Exercise text:
——————

ABSTRACT
Clostridioides difficile remains a key cause of healthcare-associated infection, with multi-drug-resistant (MDR) lineages causing high mortality (≥20%) outbreaks. Cephalosporin treatment is a long-established risk factor, and antimicrobial stewardship a key control. A mechanism underlying raised cephalosporin MICs has not been identified in C. difficile, but among other species resistance is often acquired via amino acid substitutions in cell wall transpeptidases (penicillin binding proteins, PBPs). Here, we investigated five C. difficile transpeptidases (PBP1-5) for recent substitutions. Previously published genome assemblies (n=7096) were obtained, representing sixteen geographically widespread lineages, including healthcare-associated MDR ST1(027), ST3(001) and ST17(018). Recent amino acid substitutions were found within PBP1 (n=50) and PBP3 (n=48), ranging from 1-10 substitutions per genome. β-lactam MICs were measured for closely related pairs of wild-type and PBP substituted isolates separated by 20-273 SNPs. Recombination-corrected, dated phylogenies were constructed to date substitution acquisition. Key substitutions such as PBP3 V497L and PBP1 T674I/N/V emerged independently across multiple lineages. They were associated with extremely high cephalosporin MICs; 1-4 doubling dilutions >wild-type up to ≤1506μg/ml. Substitution patterns varied by lineage and clade, showed geographic structure, and notably occurred post-1990, coincident with the acquisition of gyrA/B substitutions conferring fluoroquinolone resistance. In conclusion, recent PBP1 and PBP3 substitutions are associated with raised cephalosporin MICs in C. difficile. The co-occurrence of resistance to cephalosporins and fluoroquinolones hinders attempts to understand their relative importance in the dissemination of epidemic lineages. Further controlled studies of cephalosporin and fluoroquinolone stewardship are needed to determine their relative effectiveness in outbreak control.

——————

Provided data:
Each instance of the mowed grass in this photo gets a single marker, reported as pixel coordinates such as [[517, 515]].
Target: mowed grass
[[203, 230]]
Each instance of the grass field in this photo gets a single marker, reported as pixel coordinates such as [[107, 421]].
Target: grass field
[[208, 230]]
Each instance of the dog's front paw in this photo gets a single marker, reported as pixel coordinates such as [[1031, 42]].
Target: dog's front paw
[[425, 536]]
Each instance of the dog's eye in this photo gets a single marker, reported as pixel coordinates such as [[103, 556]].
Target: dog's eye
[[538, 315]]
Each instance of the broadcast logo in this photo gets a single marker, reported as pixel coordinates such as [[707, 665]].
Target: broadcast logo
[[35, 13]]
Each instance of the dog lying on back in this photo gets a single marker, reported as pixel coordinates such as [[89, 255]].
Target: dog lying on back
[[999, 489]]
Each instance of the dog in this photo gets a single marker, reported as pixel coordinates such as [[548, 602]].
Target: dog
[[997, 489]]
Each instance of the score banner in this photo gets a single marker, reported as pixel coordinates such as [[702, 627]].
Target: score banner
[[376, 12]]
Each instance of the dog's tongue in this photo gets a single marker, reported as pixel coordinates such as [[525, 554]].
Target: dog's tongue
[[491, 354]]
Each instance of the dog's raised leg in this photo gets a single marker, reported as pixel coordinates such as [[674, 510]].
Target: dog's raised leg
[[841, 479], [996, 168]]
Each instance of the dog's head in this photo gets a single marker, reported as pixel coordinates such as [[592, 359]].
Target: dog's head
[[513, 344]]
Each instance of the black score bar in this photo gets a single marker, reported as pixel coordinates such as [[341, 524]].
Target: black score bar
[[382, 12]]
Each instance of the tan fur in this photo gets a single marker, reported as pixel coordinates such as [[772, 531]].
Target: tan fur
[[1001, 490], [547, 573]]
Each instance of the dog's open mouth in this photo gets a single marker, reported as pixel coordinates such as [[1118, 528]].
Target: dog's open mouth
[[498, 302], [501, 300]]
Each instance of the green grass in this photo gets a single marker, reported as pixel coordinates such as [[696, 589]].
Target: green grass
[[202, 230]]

——————

Task 1: In the C. difficile abstract, how many previously published genome assemblies were obtained?
Task 2:
Please say whether each statement agrees with the C. difficile abstract, answering yes or no and quoting the words that decide it.
(a) Recent amino acid substitutions were found in PBP1 and PBP3.
(b) The substitution patterns arose before 1990.
(c) A mechanism behind raised cephalosporin MICs had already been identified in C. difficile.
Task 3: Pick up the C. difficile abstract after its final sentence and continue the text.
The records are separate material, unrelated to the C. difficile abstract.

Response 1: 7096 genome assemblies were obtained.

Response 2:
(a) Yes: "Recent amino acid substitutions were found within PBP1 (n=50) and PBP3 (n=48)"
(b) No: "notably occurred post-1990"
(c) No: "A mechanism underlying raised cephalosporin MICs has not been identified in C. difficile"

Response 3:
IMPORTANCE Fluoroquinolone and cephalosporin prescribing in healthcare settings have triggered outbreaks of high-mortality, multi-drug resistant C. difficile infection. Here, we identify a mechanism of acquired cephalosporin resistance in C. difficile, comprising amino acid substitutions in two cell-wall transpeptidase enzymes (penicillin binding proteins). The higher the number of substitutions, the greater the impact on phenotype. Dated phylogenies revealed that resistance to both cephalosporins and fluoroquinolones was co-acquired immediately before clinically important, outbreak strains emerged. PBP substitutions were geographically structured within genetic lineages, suggesting adaptation to local antimicrobial prescribing. Antimicrobial stewardship of cephalosporins and fluoroquinolones is an effective means of C. difficile outbreak control. Genetic changes conferring resistance likely impart a ‘fitness-cost’ after antibiotic withdrawal. Our study identifies a mechanism that may explain the contribution of cephalosporin stewardship to resolving outbreak conditions. However, due to the co-occurrence of cephalosporin and fluoroquinolone resistance, further work is needed to determine the relative importance of each.